[Records from a dataset]

----

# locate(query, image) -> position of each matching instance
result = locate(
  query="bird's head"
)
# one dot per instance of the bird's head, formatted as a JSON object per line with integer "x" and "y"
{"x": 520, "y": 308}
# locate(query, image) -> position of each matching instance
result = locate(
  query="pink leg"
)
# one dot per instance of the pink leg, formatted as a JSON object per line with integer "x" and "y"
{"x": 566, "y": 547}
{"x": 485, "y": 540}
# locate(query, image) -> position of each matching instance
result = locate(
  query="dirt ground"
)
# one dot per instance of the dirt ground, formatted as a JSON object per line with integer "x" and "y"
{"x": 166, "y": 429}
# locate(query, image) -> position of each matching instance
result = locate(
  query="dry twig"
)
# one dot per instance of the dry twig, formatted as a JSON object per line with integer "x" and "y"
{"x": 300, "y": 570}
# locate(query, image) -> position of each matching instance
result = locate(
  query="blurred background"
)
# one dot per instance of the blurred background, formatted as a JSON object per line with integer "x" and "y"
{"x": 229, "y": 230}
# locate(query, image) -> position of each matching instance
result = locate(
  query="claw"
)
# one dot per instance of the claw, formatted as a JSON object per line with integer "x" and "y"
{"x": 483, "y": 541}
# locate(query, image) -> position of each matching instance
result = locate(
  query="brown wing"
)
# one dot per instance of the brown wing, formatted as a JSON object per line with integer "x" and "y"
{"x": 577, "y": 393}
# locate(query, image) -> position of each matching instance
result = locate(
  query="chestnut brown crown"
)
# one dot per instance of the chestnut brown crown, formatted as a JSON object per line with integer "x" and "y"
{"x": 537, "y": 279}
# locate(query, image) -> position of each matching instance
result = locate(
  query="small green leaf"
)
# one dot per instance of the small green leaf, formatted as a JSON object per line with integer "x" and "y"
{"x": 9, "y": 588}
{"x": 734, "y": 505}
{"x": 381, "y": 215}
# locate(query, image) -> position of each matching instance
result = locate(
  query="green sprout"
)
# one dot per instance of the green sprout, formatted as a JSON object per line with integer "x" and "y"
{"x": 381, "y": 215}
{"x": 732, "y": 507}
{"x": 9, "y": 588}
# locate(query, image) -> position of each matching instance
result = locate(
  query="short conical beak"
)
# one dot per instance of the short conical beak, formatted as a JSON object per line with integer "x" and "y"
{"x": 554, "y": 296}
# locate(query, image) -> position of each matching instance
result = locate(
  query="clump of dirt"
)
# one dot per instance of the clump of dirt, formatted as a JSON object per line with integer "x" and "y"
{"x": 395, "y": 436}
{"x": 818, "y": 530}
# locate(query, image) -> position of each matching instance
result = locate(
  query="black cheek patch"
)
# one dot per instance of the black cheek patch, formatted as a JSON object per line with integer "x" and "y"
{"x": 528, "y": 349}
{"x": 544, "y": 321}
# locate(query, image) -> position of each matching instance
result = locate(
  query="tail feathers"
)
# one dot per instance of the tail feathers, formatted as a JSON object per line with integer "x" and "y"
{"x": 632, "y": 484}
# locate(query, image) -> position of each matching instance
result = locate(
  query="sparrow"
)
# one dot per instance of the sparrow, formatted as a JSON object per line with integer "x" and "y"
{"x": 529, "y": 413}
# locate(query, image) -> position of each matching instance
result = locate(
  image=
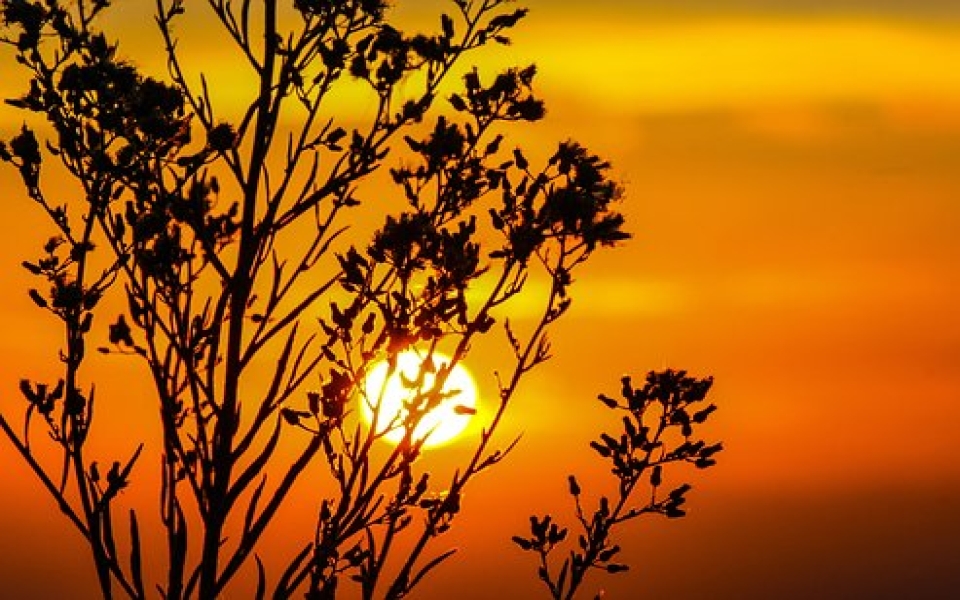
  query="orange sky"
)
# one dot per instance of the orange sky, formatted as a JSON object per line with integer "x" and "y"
{"x": 793, "y": 184}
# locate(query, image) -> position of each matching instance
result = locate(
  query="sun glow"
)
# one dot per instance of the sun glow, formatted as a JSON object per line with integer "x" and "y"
{"x": 388, "y": 395}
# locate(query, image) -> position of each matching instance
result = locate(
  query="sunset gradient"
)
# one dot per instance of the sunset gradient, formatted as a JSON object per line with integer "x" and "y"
{"x": 792, "y": 177}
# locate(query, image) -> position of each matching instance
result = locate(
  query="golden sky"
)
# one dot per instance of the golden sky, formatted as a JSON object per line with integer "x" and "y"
{"x": 793, "y": 181}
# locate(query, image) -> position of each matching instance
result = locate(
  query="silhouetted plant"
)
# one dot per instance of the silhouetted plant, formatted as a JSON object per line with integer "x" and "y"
{"x": 226, "y": 235}
{"x": 658, "y": 430}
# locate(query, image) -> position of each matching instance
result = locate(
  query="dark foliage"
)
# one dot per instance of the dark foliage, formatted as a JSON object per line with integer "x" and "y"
{"x": 658, "y": 429}
{"x": 225, "y": 234}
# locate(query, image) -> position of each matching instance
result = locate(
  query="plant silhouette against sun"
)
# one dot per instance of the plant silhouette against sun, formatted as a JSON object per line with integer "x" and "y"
{"x": 227, "y": 236}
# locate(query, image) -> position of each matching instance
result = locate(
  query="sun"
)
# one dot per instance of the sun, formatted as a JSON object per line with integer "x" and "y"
{"x": 392, "y": 392}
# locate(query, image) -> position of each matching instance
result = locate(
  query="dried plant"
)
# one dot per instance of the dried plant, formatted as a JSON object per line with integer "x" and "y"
{"x": 227, "y": 235}
{"x": 657, "y": 431}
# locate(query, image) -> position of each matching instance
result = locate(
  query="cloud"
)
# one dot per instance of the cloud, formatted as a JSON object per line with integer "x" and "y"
{"x": 635, "y": 66}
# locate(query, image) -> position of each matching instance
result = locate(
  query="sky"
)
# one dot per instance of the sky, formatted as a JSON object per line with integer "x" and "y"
{"x": 792, "y": 183}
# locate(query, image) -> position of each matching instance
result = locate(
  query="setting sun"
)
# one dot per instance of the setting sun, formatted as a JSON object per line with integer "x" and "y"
{"x": 393, "y": 390}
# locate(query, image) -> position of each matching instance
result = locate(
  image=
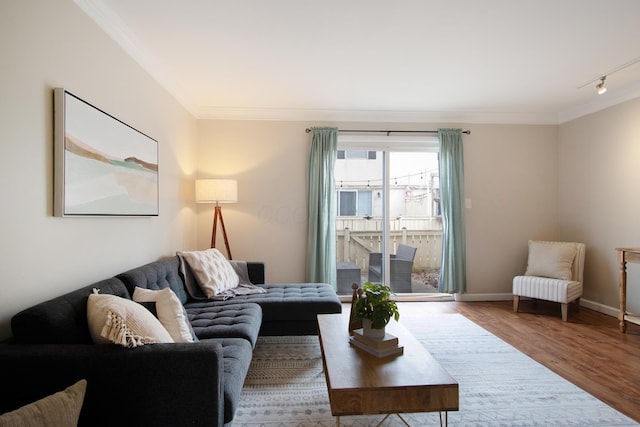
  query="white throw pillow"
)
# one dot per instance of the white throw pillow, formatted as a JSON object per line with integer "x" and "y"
{"x": 170, "y": 311}
{"x": 117, "y": 320}
{"x": 211, "y": 270}
{"x": 551, "y": 259}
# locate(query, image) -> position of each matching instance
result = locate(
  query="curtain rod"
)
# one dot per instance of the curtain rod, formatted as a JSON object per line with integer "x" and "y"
{"x": 388, "y": 132}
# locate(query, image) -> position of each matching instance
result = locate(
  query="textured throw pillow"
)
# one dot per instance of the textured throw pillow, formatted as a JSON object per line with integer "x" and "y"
{"x": 211, "y": 270}
{"x": 551, "y": 259}
{"x": 117, "y": 320}
{"x": 169, "y": 311}
{"x": 61, "y": 409}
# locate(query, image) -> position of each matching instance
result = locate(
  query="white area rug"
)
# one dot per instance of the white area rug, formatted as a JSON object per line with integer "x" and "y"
{"x": 499, "y": 386}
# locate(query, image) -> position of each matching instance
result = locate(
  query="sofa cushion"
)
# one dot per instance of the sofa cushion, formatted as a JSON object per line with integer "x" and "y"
{"x": 121, "y": 321}
{"x": 212, "y": 320}
{"x": 551, "y": 259}
{"x": 294, "y": 301}
{"x": 62, "y": 320}
{"x": 237, "y": 355}
{"x": 156, "y": 275}
{"x": 61, "y": 409}
{"x": 169, "y": 310}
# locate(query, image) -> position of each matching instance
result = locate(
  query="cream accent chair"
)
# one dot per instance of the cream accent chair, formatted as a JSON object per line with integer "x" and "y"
{"x": 554, "y": 273}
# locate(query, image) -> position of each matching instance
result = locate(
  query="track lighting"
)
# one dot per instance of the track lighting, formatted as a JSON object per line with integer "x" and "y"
{"x": 600, "y": 86}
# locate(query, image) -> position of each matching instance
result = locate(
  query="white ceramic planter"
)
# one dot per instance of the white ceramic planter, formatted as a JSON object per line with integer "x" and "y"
{"x": 370, "y": 332}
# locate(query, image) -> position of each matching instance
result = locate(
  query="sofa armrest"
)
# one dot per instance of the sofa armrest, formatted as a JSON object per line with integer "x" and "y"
{"x": 158, "y": 384}
{"x": 256, "y": 272}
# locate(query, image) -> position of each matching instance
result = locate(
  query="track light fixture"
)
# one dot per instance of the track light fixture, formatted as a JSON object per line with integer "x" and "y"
{"x": 600, "y": 86}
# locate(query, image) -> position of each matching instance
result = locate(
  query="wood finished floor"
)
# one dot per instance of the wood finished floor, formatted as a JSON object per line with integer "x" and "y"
{"x": 588, "y": 350}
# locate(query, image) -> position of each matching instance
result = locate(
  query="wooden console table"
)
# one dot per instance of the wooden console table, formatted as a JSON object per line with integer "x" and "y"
{"x": 626, "y": 255}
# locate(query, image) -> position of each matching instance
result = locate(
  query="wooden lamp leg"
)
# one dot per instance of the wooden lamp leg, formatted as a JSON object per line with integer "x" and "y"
{"x": 218, "y": 213}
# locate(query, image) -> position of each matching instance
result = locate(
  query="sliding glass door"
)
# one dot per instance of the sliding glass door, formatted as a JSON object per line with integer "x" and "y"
{"x": 388, "y": 224}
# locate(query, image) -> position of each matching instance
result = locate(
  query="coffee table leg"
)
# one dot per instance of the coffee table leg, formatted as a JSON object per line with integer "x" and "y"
{"x": 446, "y": 418}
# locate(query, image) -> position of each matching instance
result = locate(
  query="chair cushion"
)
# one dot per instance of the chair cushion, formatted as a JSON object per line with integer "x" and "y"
{"x": 551, "y": 259}
{"x": 563, "y": 291}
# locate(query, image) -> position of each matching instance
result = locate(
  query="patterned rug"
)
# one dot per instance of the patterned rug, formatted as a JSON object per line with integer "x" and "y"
{"x": 499, "y": 386}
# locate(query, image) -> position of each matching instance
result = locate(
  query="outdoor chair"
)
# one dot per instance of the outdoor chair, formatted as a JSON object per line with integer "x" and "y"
{"x": 554, "y": 273}
{"x": 401, "y": 266}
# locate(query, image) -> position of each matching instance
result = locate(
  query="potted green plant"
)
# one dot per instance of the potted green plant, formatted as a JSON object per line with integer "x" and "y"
{"x": 376, "y": 308}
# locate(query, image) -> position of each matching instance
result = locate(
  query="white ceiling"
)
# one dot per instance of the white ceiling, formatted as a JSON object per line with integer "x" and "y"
{"x": 507, "y": 61}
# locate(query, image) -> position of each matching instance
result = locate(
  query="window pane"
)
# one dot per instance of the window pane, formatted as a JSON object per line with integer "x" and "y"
{"x": 347, "y": 203}
{"x": 365, "y": 207}
{"x": 357, "y": 154}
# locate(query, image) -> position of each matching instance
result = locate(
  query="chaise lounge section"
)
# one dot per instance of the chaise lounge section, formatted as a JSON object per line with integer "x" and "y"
{"x": 196, "y": 383}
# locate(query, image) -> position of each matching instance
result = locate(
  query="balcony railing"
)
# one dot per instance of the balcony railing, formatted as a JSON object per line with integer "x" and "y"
{"x": 358, "y": 237}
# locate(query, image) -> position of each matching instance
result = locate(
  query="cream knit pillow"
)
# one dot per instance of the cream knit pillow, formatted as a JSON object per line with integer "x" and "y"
{"x": 117, "y": 320}
{"x": 211, "y": 270}
{"x": 551, "y": 259}
{"x": 170, "y": 312}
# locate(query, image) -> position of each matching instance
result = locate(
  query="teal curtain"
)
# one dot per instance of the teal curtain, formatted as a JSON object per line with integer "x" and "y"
{"x": 453, "y": 272}
{"x": 321, "y": 235}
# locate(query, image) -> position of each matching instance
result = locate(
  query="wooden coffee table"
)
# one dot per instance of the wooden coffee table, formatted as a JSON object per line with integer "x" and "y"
{"x": 359, "y": 383}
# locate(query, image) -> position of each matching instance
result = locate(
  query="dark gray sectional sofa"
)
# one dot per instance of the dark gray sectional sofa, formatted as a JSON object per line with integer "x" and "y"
{"x": 177, "y": 384}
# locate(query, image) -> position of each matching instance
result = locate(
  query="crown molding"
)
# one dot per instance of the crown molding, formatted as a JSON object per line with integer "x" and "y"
{"x": 115, "y": 28}
{"x": 328, "y": 115}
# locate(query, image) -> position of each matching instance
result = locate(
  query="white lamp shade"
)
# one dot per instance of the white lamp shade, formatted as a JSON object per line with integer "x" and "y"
{"x": 216, "y": 191}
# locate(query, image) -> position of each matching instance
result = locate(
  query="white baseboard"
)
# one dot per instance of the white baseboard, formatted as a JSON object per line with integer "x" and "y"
{"x": 482, "y": 297}
{"x": 596, "y": 306}
{"x": 601, "y": 308}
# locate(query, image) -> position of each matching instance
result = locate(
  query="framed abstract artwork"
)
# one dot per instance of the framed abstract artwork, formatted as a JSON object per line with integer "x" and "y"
{"x": 102, "y": 166}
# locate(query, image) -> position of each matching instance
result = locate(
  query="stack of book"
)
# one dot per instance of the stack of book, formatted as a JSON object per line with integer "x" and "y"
{"x": 387, "y": 346}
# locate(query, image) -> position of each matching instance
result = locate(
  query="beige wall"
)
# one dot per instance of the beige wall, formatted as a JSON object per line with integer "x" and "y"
{"x": 47, "y": 44}
{"x": 575, "y": 181}
{"x": 511, "y": 178}
{"x": 599, "y": 186}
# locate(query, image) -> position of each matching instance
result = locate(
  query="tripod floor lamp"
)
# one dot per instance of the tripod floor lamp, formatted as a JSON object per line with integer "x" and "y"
{"x": 217, "y": 191}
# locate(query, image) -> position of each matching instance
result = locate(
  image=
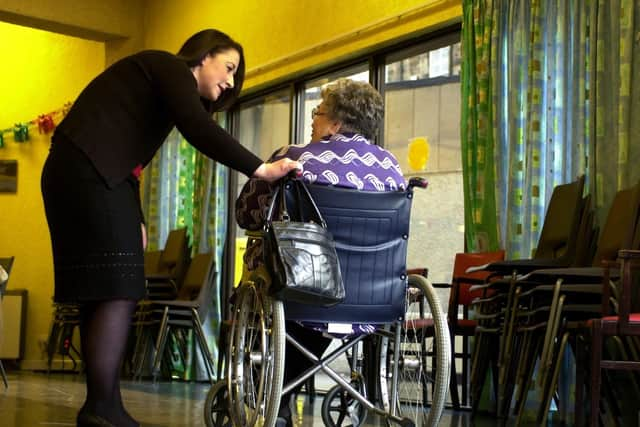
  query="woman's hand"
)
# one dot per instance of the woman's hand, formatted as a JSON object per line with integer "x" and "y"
{"x": 273, "y": 171}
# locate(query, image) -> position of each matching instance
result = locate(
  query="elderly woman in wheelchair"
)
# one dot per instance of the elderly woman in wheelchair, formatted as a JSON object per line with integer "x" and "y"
{"x": 362, "y": 194}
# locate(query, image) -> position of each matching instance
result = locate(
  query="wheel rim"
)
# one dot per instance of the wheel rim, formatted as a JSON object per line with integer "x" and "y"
{"x": 249, "y": 365}
{"x": 216, "y": 410}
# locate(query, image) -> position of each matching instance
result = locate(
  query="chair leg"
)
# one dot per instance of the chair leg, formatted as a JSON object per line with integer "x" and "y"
{"x": 4, "y": 375}
{"x": 160, "y": 344}
{"x": 580, "y": 354}
{"x": 204, "y": 347}
{"x": 596, "y": 373}
{"x": 465, "y": 370}
{"x": 453, "y": 383}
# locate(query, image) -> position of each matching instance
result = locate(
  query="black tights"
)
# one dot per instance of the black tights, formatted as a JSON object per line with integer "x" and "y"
{"x": 104, "y": 329}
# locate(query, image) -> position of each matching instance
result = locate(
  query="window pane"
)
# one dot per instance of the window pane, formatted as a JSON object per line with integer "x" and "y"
{"x": 422, "y": 100}
{"x": 311, "y": 96}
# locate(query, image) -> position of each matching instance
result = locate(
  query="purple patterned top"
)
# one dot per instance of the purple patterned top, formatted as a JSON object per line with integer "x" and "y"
{"x": 345, "y": 160}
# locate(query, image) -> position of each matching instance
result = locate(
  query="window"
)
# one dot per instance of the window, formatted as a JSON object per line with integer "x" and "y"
{"x": 422, "y": 100}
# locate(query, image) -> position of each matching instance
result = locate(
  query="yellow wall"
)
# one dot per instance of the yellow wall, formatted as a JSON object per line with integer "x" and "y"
{"x": 40, "y": 72}
{"x": 285, "y": 36}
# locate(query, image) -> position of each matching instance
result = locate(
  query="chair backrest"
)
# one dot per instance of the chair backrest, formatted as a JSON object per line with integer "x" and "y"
{"x": 6, "y": 264}
{"x": 586, "y": 240}
{"x": 198, "y": 281}
{"x": 560, "y": 227}
{"x": 619, "y": 228}
{"x": 371, "y": 230}
{"x": 462, "y": 281}
{"x": 174, "y": 259}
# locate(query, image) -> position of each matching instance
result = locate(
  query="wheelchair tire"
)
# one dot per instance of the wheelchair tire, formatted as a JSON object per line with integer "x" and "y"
{"x": 340, "y": 409}
{"x": 256, "y": 358}
{"x": 216, "y": 406}
{"x": 416, "y": 373}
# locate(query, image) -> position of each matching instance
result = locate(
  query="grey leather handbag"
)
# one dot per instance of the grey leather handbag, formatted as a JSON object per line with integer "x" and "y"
{"x": 300, "y": 252}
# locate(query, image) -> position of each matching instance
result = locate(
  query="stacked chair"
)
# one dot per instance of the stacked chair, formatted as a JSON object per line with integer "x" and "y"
{"x": 623, "y": 329}
{"x": 171, "y": 320}
{"x": 557, "y": 247}
{"x": 546, "y": 310}
{"x": 164, "y": 273}
{"x": 460, "y": 323}
{"x": 185, "y": 313}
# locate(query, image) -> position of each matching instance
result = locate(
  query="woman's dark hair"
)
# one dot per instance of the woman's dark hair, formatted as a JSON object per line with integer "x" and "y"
{"x": 212, "y": 42}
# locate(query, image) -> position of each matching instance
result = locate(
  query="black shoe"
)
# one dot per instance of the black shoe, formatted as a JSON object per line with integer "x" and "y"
{"x": 89, "y": 420}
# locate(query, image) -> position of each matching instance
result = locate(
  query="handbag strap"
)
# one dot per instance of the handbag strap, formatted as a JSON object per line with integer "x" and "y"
{"x": 279, "y": 197}
{"x": 301, "y": 185}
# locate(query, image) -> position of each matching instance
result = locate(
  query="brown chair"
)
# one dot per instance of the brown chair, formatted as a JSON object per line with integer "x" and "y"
{"x": 557, "y": 245}
{"x": 187, "y": 311}
{"x": 460, "y": 299}
{"x": 165, "y": 270}
{"x": 624, "y": 325}
{"x": 566, "y": 298}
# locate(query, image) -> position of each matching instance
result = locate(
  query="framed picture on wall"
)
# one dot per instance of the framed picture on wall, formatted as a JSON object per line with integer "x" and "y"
{"x": 8, "y": 176}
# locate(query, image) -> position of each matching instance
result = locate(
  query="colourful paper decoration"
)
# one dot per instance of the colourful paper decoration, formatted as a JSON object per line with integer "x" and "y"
{"x": 20, "y": 132}
{"x": 45, "y": 123}
{"x": 418, "y": 154}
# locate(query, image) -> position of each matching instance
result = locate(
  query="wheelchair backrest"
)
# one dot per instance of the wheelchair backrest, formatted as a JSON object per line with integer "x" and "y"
{"x": 371, "y": 231}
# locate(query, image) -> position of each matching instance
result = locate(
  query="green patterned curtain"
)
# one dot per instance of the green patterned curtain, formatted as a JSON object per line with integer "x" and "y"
{"x": 479, "y": 39}
{"x": 525, "y": 116}
{"x": 617, "y": 99}
{"x": 167, "y": 190}
{"x": 183, "y": 188}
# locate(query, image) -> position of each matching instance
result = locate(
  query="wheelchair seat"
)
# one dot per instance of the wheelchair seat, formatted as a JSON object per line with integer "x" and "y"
{"x": 371, "y": 231}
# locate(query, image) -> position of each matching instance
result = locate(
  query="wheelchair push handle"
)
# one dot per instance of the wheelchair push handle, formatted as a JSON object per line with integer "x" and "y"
{"x": 295, "y": 174}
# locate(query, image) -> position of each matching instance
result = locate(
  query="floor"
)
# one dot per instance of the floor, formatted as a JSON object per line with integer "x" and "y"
{"x": 38, "y": 399}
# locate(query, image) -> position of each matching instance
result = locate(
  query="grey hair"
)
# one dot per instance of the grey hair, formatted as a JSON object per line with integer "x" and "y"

----

## [SET TASK]
Extract every line of the rows above that contains the word "glow".

## [TASK RESULT]
  query="sun glow"
# one dot per instance of the sun glow, formatted as a JSON object per line with integer "x" and "y"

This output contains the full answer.